══ Passage to read ══

It was a startling question because no one has ever asked me that before. I had to think about it before I answered. Sometimes, all it takes for clarity to dawn on us and have everything snap into sharp focus all at once, is for someone to ask the right question. A colleague I was chatting with on this week’s Amsterdam trip asked me if I chose my current career because I speak several languages or if I just wanted to be an air hostess -that was the startling question.
Back in 2014 when I was still trapped in corporate life and considering career changes, I’d made lists of all other professions I’d found interesting at one point in my life, and being an air hostess was one of them. A quick google search revealed that the career was fraught with disappointments and littered with unfulfilled dreams. Besides the low base pay, it seemed everything worked based on seniority. This meant that those with the most number of years flying at the company got the top pick of destinations, had better pay, better terms that included not being on-call (reserve), etc. And those with juniority had no hope of ever getting similar benefits until the seniors retired, which apparently they rarely did.
Those disadvantages would have all been very well if I were young and fresh from university with a lot of time to work my way up into higher seniority numbers. But that wasn’t the case for me as I had already had a whole career in finance, and even one before that in fashion and apparel. So I did the sensible thing and cancelled it off my list of alternative career options.
A year and a half later, having found no alternative career yet but having resigned my finance job anyway, I absentmindedly applied for the job while in Brussels and promptly forgot about it. When I got the call for the interview and subsequent job a couple of months later, I didn’t have any real objections or considerations. I distractedly accepted the offer and got to work travelling around Europe and loving every new discovery.
I approached the opportunity as something to do while I figure out my life, travel around a bit and see the world, then hopefully start on whatever it is I would have come up with by then. Especially because the job was in Europe Belgium while my family lived in the US, of course it was going to be a temporary gig, I reasoned. Little did I know how much I would enjoy the job, or that I would get the same job back home in the US a year later, or that my son would get super attached to the fringe benefits, or that my husband would support my travel lifestyle so fervently.

═══
══ Data for analysis ══

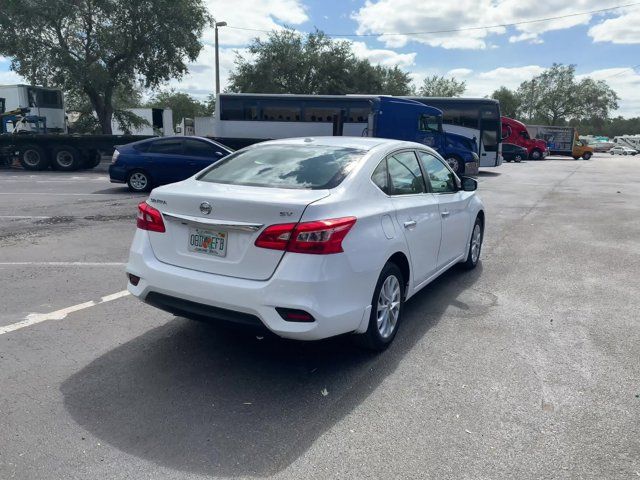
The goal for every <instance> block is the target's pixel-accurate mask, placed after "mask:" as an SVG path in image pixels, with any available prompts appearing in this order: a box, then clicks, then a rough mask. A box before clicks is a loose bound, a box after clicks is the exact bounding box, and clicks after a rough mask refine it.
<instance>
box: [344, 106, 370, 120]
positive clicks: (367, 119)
mask: <svg viewBox="0 0 640 480" xmlns="http://www.w3.org/2000/svg"><path fill="white" fill-rule="evenodd" d="M370 111H371V109H370V108H367V107H351V108H349V114H348V115H347V122H350V123H367V121H368V120H369V112H370Z"/></svg>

═══

# Work required
Revise the air hostess text from "I approached the" to "lifestyle so fervently.", changing "temporary gig" to "short-term job".

# Solution to this task
I approached the opportunity as something to do while I figure out my life, travel around a bit and see the world, then hopefully start on whatever it is I would have come up with by then. Especially because the job was in Europe Belgium while my family lived in the US, of course it was going to be a short-term job, I reasoned. Little did I know how much I would enjoy the job, or that I would get the same job back home in the US a year later, or that my son would get super attached to the fringe benefits, or that my husband would support my travel lifestyle so fervently.